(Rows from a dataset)

'''

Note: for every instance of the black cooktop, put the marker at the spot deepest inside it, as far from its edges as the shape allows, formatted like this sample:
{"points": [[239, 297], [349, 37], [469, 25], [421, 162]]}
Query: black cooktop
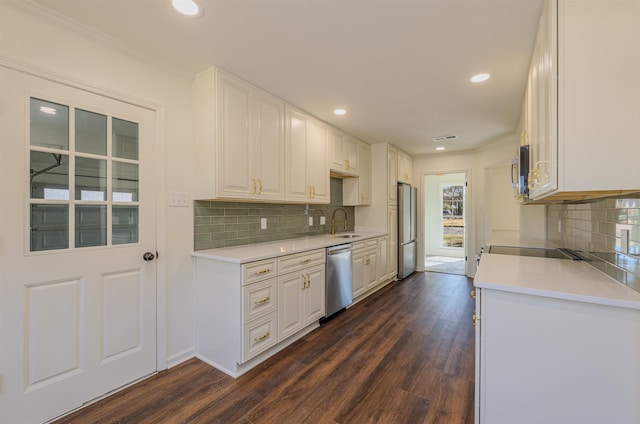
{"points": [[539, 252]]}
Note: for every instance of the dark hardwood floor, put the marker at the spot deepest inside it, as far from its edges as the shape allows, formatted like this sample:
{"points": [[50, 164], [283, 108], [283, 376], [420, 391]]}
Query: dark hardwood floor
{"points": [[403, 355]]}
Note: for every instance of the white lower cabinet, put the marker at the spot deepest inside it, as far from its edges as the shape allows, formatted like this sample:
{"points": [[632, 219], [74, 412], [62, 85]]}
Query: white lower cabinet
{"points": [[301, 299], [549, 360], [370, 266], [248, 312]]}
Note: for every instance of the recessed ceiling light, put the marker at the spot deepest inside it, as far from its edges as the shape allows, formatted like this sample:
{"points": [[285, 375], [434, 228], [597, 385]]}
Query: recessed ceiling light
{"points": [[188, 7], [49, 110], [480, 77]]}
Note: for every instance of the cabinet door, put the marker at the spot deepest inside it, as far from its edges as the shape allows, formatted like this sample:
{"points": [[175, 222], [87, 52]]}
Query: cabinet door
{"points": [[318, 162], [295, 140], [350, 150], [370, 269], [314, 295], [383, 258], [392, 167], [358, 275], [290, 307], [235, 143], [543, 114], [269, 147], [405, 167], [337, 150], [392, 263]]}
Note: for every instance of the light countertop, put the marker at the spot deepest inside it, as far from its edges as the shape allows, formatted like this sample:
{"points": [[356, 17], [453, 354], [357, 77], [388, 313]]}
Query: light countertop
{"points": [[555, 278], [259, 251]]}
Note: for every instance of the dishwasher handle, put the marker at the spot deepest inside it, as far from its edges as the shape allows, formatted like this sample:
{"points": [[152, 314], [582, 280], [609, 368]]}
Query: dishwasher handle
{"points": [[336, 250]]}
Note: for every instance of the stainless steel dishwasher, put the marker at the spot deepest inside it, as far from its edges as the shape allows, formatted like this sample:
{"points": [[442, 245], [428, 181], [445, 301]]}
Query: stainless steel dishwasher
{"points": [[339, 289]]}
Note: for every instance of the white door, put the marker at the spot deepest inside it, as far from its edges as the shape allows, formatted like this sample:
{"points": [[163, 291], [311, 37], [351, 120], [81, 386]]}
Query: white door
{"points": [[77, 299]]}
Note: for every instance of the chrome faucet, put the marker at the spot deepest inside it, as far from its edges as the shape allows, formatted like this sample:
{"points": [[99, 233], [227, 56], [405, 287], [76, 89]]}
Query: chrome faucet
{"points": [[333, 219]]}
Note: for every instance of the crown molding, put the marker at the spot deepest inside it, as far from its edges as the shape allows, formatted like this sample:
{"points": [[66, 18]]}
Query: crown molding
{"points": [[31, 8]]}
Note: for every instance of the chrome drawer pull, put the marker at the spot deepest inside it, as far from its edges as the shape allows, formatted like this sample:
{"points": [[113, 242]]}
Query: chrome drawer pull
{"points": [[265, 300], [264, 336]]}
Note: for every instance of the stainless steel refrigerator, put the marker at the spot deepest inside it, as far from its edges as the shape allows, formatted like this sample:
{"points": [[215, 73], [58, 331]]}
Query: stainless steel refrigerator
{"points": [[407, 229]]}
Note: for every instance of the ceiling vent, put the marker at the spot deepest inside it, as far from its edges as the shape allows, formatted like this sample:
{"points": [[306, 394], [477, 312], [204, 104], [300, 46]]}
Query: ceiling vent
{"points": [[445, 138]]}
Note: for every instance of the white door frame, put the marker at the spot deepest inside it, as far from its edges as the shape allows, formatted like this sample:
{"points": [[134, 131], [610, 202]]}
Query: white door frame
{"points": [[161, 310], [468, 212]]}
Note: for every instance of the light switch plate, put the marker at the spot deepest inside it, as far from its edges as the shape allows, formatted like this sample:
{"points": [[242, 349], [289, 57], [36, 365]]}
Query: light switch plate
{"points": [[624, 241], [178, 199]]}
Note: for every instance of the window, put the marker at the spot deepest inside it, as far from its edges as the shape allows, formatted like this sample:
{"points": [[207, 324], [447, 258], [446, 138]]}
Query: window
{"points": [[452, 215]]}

'''
'''

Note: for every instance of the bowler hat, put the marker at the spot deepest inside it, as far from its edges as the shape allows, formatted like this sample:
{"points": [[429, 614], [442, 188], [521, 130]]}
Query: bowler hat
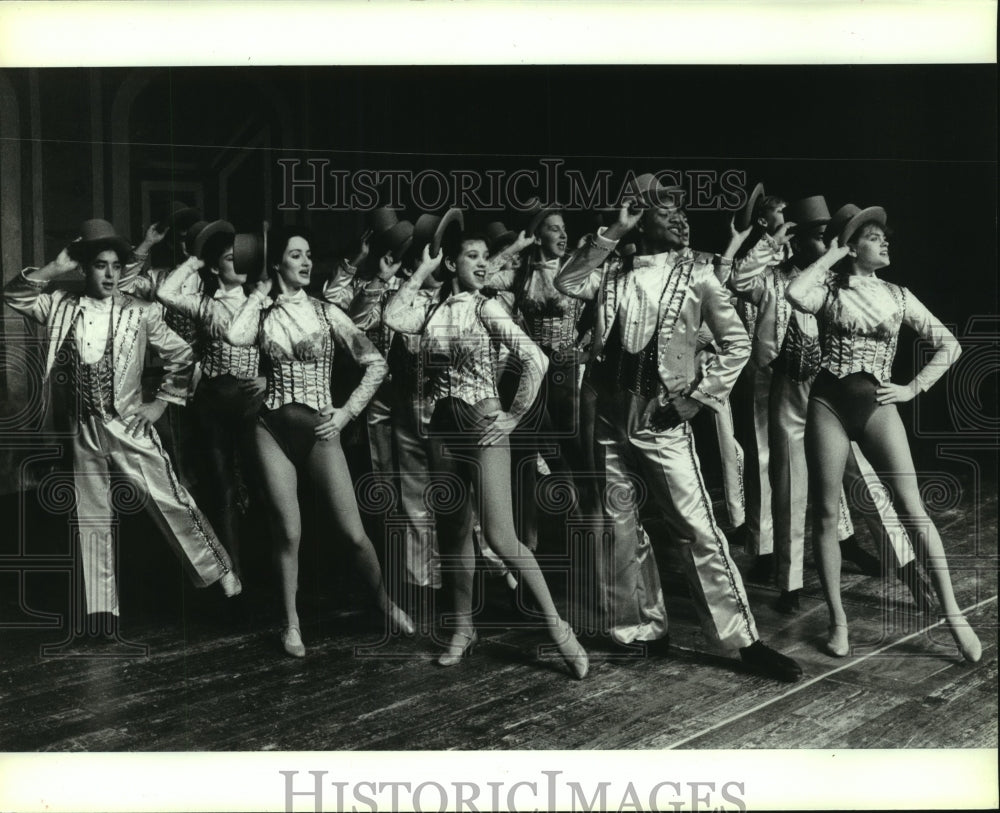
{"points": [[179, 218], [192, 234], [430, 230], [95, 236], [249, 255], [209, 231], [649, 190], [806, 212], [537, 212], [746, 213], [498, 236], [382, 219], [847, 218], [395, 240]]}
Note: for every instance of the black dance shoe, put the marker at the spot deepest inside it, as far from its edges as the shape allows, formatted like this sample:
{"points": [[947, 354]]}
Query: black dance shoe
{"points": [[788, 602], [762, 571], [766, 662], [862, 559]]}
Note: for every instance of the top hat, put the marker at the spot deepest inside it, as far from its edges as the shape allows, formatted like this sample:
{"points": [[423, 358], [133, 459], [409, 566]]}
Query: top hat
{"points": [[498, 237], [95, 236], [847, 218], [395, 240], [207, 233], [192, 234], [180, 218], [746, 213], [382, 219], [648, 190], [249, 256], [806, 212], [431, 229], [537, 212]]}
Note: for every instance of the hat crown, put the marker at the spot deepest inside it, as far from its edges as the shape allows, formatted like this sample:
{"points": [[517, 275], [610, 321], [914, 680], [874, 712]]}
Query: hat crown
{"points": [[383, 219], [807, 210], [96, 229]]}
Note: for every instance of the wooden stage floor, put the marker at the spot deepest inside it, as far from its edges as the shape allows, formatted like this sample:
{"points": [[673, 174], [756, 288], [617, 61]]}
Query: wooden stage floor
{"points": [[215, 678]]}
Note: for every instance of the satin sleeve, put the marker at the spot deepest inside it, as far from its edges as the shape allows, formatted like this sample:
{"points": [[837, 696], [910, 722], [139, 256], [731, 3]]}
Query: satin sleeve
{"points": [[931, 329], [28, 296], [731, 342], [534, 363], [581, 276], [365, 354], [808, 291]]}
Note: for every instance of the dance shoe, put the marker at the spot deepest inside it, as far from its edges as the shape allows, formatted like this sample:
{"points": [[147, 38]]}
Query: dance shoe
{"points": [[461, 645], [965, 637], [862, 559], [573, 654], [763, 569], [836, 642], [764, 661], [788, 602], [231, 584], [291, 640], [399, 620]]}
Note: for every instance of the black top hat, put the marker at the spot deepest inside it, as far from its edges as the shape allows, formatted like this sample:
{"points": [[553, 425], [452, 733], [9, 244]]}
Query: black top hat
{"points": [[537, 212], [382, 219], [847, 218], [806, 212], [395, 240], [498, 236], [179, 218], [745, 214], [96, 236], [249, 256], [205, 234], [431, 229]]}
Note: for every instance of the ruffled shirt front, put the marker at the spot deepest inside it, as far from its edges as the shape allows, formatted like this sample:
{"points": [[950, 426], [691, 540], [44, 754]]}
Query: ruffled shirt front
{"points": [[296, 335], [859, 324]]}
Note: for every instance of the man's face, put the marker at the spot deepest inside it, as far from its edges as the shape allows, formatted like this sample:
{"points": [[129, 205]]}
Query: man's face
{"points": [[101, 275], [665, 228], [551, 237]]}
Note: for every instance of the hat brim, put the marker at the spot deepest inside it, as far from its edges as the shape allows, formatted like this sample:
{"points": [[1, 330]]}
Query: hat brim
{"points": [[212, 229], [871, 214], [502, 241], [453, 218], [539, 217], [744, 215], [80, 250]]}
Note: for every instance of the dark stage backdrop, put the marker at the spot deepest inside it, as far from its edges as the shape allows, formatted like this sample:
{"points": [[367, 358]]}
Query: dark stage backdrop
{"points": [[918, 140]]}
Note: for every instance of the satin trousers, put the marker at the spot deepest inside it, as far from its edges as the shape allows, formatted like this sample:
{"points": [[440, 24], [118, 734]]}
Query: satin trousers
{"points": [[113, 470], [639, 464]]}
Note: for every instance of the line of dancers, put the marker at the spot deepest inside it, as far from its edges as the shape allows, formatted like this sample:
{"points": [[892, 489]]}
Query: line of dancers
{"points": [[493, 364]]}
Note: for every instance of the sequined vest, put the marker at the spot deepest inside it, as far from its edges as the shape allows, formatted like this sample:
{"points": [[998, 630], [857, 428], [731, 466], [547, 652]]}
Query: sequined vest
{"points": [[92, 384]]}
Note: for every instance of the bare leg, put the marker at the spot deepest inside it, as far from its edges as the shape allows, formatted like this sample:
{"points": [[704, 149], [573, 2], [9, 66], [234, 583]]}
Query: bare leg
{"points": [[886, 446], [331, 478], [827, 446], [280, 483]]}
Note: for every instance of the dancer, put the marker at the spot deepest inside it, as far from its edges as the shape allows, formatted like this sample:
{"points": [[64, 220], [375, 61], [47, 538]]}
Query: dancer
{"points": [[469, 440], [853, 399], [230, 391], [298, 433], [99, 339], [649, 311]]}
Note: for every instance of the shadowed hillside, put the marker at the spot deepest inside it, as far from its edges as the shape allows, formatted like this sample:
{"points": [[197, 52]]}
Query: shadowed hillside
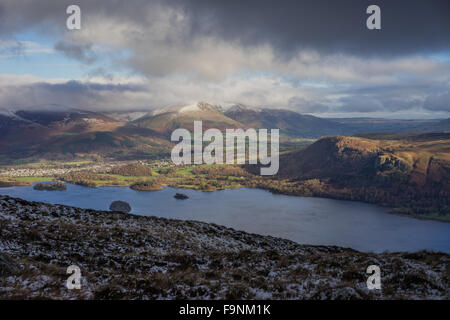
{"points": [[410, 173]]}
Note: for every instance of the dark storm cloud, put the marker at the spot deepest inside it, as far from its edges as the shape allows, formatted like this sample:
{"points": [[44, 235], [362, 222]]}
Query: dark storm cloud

'''
'''

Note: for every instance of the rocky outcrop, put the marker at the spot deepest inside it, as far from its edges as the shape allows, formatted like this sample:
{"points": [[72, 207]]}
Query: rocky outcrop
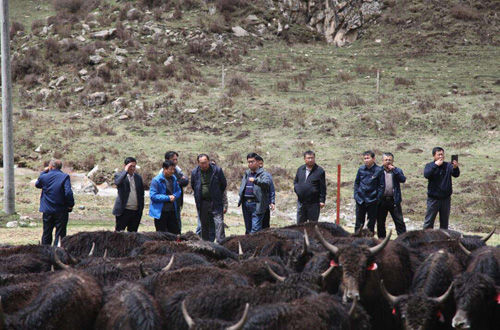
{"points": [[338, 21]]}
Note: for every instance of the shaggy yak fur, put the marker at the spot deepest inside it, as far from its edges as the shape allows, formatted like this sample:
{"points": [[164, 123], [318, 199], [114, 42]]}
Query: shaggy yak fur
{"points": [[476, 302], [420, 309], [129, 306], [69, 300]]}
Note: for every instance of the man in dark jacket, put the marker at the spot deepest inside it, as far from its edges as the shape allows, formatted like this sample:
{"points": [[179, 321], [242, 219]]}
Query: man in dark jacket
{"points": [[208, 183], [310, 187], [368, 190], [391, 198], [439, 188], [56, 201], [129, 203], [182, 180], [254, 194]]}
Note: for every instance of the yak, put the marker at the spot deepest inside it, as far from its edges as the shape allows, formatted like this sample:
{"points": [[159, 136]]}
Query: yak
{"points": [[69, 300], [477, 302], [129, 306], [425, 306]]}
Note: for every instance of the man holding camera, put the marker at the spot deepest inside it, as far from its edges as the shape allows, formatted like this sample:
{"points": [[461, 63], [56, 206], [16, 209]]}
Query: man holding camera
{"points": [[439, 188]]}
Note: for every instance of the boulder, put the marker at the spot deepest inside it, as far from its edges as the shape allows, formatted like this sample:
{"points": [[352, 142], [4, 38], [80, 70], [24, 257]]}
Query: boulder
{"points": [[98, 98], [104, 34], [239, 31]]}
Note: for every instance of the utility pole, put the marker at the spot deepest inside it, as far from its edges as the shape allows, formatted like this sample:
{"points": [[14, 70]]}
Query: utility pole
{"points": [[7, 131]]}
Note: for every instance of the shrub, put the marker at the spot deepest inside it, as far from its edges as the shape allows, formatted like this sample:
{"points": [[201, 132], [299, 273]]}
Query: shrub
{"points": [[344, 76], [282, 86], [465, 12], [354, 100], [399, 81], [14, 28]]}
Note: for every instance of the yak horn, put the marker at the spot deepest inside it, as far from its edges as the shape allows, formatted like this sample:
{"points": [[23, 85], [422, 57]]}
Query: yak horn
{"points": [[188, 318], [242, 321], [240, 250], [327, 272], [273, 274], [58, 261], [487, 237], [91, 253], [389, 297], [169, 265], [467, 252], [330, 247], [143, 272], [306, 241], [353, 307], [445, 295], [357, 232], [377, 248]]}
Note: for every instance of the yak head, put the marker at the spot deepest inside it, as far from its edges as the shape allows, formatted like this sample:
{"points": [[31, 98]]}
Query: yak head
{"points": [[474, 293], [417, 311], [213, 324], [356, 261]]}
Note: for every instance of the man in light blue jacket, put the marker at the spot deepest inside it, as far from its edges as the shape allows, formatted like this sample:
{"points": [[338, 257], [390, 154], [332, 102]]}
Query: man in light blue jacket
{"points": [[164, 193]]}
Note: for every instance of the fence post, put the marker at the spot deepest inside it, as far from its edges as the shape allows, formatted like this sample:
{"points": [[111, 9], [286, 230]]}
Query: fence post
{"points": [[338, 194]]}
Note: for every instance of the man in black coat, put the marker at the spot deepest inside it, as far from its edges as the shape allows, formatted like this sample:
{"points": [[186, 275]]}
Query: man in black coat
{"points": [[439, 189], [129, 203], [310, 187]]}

'''

Return every line from the rows above that contains the word "post".

Output:
Note: for every instance of the fence post, put the marker at the spot deepest inside it, as far from its edges as the shape allows, formatted like this sample:
Query: fence post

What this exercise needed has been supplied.